■ Required task
Gather every line of the rows below that contains the word "stadium", and list each one.

[Extracted data start]

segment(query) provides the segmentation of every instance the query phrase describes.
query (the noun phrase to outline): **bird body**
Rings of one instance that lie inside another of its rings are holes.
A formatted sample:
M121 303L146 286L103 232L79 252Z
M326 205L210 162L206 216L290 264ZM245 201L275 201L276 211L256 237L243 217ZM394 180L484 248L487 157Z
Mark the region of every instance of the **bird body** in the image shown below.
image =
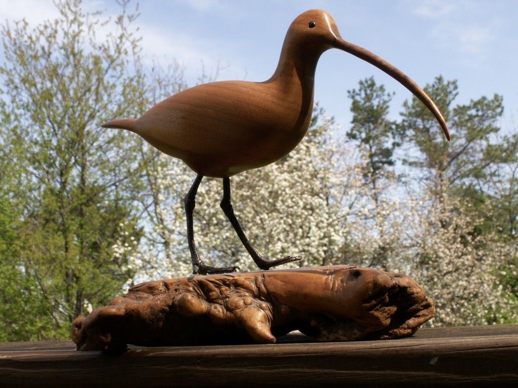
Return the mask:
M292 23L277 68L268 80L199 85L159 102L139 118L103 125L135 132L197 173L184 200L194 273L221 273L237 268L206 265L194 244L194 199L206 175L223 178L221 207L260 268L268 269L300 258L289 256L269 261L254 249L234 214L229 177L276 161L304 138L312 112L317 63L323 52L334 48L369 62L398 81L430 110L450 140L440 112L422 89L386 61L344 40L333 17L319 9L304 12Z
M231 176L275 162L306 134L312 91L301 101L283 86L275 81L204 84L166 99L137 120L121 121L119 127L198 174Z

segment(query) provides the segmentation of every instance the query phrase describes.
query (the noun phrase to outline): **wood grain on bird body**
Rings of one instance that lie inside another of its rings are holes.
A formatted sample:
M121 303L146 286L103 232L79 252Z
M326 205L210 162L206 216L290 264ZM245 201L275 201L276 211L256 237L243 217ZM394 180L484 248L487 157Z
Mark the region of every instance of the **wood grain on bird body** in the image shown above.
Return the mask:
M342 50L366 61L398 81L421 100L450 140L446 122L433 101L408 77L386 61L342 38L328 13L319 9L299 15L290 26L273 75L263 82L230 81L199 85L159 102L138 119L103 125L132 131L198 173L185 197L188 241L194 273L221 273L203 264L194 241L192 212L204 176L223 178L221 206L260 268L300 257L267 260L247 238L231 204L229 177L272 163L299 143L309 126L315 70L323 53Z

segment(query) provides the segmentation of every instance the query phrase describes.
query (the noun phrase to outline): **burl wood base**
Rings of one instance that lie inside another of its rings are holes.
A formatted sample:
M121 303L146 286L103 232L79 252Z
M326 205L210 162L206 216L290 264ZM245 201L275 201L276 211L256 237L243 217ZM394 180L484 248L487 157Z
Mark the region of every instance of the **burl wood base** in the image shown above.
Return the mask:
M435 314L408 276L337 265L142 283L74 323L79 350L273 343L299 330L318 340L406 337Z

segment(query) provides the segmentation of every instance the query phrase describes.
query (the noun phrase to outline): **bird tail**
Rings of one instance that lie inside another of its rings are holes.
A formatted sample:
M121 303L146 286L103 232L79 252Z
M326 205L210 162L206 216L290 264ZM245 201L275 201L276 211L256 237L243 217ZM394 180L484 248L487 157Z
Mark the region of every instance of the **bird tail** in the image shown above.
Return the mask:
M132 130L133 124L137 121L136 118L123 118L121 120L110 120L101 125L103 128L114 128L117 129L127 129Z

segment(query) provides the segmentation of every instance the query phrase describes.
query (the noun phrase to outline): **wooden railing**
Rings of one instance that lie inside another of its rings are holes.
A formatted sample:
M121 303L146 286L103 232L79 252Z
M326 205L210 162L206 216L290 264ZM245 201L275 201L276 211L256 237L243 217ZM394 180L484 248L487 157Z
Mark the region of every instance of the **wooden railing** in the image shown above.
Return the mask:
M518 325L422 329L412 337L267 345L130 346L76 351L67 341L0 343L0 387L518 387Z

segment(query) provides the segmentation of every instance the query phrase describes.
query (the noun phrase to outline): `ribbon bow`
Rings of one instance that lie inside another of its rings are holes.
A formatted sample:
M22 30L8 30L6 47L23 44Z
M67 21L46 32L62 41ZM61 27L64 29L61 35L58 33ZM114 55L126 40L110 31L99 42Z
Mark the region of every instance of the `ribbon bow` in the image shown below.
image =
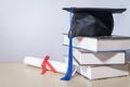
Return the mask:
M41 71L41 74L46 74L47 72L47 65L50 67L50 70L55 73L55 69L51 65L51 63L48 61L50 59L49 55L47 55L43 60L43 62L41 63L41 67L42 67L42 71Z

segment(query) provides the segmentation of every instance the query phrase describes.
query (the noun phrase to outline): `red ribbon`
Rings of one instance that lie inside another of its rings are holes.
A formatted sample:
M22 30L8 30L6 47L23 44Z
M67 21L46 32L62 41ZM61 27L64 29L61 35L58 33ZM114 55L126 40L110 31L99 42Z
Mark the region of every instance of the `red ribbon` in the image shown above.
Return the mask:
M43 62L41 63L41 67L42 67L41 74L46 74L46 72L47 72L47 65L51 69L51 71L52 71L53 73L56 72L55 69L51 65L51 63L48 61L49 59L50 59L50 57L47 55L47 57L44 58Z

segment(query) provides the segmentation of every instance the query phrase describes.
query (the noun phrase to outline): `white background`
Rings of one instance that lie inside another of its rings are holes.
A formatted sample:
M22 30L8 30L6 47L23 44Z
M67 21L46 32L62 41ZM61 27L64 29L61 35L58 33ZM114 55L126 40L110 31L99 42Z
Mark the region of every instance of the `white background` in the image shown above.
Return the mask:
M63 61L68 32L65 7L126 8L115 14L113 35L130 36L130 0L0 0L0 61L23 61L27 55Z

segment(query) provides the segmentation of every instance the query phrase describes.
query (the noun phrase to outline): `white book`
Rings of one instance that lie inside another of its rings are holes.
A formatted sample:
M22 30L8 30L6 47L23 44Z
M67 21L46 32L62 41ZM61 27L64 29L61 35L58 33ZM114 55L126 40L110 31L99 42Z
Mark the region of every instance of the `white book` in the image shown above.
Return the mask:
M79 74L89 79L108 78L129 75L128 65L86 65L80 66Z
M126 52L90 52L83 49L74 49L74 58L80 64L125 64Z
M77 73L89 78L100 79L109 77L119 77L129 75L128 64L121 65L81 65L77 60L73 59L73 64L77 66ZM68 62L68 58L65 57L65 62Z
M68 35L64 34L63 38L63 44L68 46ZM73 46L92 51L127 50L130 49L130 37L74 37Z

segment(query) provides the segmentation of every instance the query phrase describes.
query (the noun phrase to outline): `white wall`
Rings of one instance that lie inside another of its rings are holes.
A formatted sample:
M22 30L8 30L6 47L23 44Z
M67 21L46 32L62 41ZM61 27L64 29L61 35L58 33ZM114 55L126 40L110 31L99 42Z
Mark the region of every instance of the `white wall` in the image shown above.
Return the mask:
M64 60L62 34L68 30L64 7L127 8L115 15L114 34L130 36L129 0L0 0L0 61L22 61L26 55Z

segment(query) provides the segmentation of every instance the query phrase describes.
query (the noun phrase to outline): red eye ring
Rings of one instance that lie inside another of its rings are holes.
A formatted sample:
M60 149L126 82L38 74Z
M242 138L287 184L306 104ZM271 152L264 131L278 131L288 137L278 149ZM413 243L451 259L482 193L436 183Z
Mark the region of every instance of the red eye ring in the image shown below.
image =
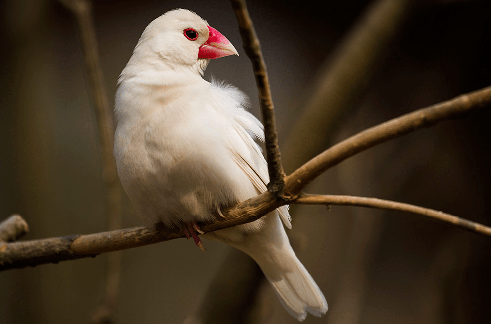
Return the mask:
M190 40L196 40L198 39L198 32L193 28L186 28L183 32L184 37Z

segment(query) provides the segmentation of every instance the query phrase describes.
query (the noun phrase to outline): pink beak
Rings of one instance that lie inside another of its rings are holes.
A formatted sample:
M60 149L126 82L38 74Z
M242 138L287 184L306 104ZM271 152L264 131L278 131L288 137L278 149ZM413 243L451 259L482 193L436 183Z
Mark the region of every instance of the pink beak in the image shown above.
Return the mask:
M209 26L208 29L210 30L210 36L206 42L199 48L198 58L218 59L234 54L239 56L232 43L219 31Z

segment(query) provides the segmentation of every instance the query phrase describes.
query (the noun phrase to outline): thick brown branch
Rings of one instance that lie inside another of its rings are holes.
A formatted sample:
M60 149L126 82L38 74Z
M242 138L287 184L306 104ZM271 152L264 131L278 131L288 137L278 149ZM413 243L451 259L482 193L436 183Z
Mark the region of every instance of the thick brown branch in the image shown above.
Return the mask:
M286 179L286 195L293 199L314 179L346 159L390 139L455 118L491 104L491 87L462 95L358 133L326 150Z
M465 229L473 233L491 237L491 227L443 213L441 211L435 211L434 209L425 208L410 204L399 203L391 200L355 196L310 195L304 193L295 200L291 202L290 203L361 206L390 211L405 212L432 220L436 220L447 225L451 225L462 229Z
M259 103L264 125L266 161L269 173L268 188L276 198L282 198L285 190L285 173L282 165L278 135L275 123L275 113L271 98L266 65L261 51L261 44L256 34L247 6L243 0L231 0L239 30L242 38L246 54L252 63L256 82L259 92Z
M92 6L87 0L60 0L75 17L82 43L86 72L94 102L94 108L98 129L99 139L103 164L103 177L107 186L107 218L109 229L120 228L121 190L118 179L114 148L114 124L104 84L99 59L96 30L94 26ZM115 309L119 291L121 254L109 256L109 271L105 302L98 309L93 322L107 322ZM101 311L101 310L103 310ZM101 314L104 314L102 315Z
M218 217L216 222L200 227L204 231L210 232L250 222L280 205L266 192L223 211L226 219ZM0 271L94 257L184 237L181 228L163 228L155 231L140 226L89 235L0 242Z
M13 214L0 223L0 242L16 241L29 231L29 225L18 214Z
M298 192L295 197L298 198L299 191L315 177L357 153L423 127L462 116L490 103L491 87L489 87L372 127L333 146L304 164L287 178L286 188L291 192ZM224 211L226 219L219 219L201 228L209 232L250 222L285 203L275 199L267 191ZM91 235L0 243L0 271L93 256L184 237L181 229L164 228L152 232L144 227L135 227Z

[Extracted data end]
[Extracted data start]

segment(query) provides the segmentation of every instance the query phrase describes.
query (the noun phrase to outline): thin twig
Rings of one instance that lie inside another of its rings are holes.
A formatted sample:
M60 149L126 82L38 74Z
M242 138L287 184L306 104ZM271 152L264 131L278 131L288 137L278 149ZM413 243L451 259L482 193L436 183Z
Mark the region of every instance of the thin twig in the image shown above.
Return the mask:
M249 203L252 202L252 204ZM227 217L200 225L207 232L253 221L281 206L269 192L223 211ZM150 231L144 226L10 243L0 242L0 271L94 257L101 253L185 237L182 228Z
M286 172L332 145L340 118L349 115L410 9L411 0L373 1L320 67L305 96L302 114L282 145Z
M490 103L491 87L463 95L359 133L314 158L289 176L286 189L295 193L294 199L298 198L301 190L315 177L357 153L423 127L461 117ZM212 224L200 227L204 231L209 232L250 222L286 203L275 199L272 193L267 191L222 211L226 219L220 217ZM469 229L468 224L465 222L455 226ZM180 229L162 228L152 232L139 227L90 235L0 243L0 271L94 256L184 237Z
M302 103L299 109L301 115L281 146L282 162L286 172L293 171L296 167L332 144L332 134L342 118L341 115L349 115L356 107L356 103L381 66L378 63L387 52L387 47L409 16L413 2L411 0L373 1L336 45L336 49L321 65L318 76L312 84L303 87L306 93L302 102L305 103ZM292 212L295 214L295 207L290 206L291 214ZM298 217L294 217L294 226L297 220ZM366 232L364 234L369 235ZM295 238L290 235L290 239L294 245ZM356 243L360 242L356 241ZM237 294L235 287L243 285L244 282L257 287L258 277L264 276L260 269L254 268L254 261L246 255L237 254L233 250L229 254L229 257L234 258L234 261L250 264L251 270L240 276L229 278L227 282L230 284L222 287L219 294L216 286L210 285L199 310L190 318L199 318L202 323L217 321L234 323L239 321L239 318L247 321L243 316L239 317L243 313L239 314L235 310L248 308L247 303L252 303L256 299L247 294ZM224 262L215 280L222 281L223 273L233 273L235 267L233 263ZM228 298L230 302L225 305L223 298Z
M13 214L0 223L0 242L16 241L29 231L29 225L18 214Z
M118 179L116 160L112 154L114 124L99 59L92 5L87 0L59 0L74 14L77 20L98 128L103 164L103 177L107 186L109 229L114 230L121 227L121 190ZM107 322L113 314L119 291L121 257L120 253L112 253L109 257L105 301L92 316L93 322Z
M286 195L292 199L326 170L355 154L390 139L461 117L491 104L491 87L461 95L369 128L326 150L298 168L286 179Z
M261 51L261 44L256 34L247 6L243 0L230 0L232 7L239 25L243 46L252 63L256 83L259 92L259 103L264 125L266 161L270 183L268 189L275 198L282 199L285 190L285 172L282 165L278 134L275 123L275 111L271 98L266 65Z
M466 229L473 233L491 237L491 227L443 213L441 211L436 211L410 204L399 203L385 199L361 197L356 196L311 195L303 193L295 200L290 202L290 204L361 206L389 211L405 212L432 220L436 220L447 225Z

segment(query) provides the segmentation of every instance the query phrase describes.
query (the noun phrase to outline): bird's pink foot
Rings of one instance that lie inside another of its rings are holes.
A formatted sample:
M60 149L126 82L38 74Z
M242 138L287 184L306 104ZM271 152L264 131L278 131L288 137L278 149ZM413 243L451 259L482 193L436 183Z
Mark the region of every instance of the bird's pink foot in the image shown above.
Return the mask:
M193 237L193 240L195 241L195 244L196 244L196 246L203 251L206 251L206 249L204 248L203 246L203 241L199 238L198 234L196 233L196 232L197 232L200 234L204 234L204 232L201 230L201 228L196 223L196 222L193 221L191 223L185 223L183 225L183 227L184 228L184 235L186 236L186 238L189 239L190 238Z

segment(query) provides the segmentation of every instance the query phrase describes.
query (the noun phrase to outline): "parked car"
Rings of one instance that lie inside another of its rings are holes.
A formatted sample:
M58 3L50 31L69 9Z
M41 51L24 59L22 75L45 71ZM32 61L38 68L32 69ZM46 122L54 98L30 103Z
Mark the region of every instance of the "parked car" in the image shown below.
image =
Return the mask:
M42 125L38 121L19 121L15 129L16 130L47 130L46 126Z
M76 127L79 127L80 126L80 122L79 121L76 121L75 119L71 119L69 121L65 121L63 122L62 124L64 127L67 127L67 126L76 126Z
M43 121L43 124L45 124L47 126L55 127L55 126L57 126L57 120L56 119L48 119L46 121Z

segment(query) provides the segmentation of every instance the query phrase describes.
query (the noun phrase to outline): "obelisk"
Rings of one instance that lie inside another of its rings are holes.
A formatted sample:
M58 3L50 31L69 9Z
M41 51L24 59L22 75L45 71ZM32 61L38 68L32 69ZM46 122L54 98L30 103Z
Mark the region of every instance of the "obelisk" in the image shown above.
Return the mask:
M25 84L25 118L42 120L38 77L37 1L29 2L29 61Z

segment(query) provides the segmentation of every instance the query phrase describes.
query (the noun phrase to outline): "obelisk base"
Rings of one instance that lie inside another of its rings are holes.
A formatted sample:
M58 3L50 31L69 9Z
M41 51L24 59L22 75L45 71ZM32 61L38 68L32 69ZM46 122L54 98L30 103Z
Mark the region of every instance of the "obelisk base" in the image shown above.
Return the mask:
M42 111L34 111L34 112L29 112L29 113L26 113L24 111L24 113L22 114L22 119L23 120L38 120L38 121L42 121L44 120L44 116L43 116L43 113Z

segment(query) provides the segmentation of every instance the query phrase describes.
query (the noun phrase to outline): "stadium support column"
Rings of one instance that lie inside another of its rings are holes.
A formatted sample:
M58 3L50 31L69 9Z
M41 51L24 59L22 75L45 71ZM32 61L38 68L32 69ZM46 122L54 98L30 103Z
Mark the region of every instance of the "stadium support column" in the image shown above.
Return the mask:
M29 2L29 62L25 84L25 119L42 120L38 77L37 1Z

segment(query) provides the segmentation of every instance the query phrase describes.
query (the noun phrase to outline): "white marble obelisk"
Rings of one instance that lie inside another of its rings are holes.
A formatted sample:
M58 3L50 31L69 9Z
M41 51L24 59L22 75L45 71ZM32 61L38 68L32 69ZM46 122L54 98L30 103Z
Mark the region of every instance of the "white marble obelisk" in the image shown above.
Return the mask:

[Extracted data end]

■ Written response
query (the noun phrase to outline): "stadium support column"
Mark the region of every instance of the "stadium support column" in the image shown above.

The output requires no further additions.